╭──

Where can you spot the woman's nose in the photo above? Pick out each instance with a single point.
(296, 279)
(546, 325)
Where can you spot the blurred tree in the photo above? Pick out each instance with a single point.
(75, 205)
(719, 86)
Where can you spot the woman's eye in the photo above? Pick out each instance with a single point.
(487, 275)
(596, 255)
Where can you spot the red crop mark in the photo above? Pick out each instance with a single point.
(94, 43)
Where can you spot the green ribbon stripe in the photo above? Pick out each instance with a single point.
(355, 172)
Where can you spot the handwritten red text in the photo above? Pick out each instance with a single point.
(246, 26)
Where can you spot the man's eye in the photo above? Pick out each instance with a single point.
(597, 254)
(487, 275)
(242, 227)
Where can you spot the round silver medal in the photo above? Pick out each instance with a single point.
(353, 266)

╰──

All records are to be retyped exactly. None may be omitted.

= Result =
Where can you spot the woman's nose in the photo above? Pick out each instance with a single point.
(296, 279)
(546, 325)
Where can you spot the blurred tree in the photo above? Pick out each instance with a single point.
(75, 205)
(719, 86)
Where can you spot the woman's eye in the photo above? Pick out each instance with a single point.
(487, 275)
(596, 255)
Where can you spot the red crop mark in the photo above? Pick out each instance with a single point.
(94, 43)
Where can you spot the green ribbon stripe in the photo above? Pick out each instance with a single point.
(355, 172)
Where can you spot the handwritten red text in the photo above? Pick out each instance with a single point.
(246, 26)
Where can you spot the man's eye in the photo above? Pick out each instance with a single point.
(597, 254)
(487, 275)
(242, 227)
Where can you spot the round silver medal in the photo above? Pick out each instance with a single point.
(353, 266)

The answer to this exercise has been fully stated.